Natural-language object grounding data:
• • • • • • •
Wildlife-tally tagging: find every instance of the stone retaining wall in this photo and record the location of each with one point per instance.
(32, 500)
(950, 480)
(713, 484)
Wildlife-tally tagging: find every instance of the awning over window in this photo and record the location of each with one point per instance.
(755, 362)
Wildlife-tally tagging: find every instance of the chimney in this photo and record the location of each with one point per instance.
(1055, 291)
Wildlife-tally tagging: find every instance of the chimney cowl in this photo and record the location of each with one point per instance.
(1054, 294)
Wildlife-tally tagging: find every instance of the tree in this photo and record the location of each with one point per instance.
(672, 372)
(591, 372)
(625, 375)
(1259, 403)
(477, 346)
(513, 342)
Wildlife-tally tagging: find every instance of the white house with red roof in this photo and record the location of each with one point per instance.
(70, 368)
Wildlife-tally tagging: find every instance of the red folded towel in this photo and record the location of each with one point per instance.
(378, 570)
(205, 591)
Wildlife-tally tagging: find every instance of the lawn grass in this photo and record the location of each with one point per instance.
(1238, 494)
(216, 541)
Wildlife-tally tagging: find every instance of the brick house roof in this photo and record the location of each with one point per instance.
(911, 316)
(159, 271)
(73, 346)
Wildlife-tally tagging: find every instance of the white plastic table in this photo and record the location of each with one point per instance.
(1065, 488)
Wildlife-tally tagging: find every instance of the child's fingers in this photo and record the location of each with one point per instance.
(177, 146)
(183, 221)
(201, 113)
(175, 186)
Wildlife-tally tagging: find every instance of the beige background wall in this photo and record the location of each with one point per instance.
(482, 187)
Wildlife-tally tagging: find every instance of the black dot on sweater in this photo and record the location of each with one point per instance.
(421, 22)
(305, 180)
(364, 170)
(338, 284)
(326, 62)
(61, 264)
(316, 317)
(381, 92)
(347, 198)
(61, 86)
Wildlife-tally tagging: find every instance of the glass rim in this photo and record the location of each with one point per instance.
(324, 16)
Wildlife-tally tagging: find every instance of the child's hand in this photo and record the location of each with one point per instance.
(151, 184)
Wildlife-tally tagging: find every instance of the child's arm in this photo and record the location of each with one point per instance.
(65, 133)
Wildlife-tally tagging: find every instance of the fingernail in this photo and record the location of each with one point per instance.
• • • • • • •
» **Required work**: Write out the data above again, word for word.

» **Task result**:
Wildlife-tally tagging: find every instance of the stone retaining wall in this photo and record the location of each with one point per instance.
(32, 500)
(950, 480)
(713, 484)
Wildlife-tally tagging: find every instance of the awning over window in this photo and record the location of each with one point per instance.
(755, 362)
Wildlife-tally tagging: find every instance of the chimney in this photo and record the location of each with one point per instance.
(1055, 291)
Wildlife-tally tagging: find every instance of the chimney cowl in this photo and record the location of each with one point per instance.
(1054, 294)
Wildlife-tally tagging: find every instance of the tree in this photo and record the location of each with one point per instance.
(672, 372)
(591, 372)
(625, 375)
(1259, 403)
(477, 346)
(513, 342)
Wildlife-tally tagging: find every instance of the white house with red roof in this photo and record the location of each with one point per instance.
(70, 368)
Wildlife-tally tagging: find every instance of the red folded towel in this photo and record the location of each with one point per instance.
(378, 570)
(205, 591)
Wildlife-tally tagging: find every instance of the lawn grass in this photo and record the location of each with one point per instance.
(1238, 494)
(216, 541)
Wildlife-tally tagging: find every instance of the brick house roof in this photo and record the location of each with one point per instance.
(911, 316)
(159, 271)
(73, 346)
Wildlife-tally tagging: find every instance of the white plastic table in this photo and record the location of each with one point per instance.
(1065, 488)
Wildlife-tally tagging: find every instance of the child's fingers in this photo and record the location of each with one point per instance.
(177, 146)
(183, 221)
(201, 113)
(175, 186)
Wildlife-tally tagging: find every instance of the beige background wall in this photo and record the location of each with one point per instance.
(482, 187)
Wildlife-tally tagging: find every instance of the black dot on sweater in this photo and record the location of each with one point per instance.
(421, 22)
(305, 180)
(364, 170)
(338, 284)
(326, 62)
(61, 264)
(316, 317)
(381, 92)
(347, 198)
(61, 86)
Wildlife-tally tagging: find every instance of the glass rim in this photo and record the location of each with one point per instance.
(324, 16)
Wildlife-tally tagging: find every instance of the child's hand in this photo and record the location of each with one point per instance.
(151, 184)
Wildlife-tally tagging: find every instance of the child's arm in this photo and record the location of each with one point per instance.
(65, 133)
Wildlife-tally tagging: find every instance of the fingernail in this photo and record the location of each with one point per instance.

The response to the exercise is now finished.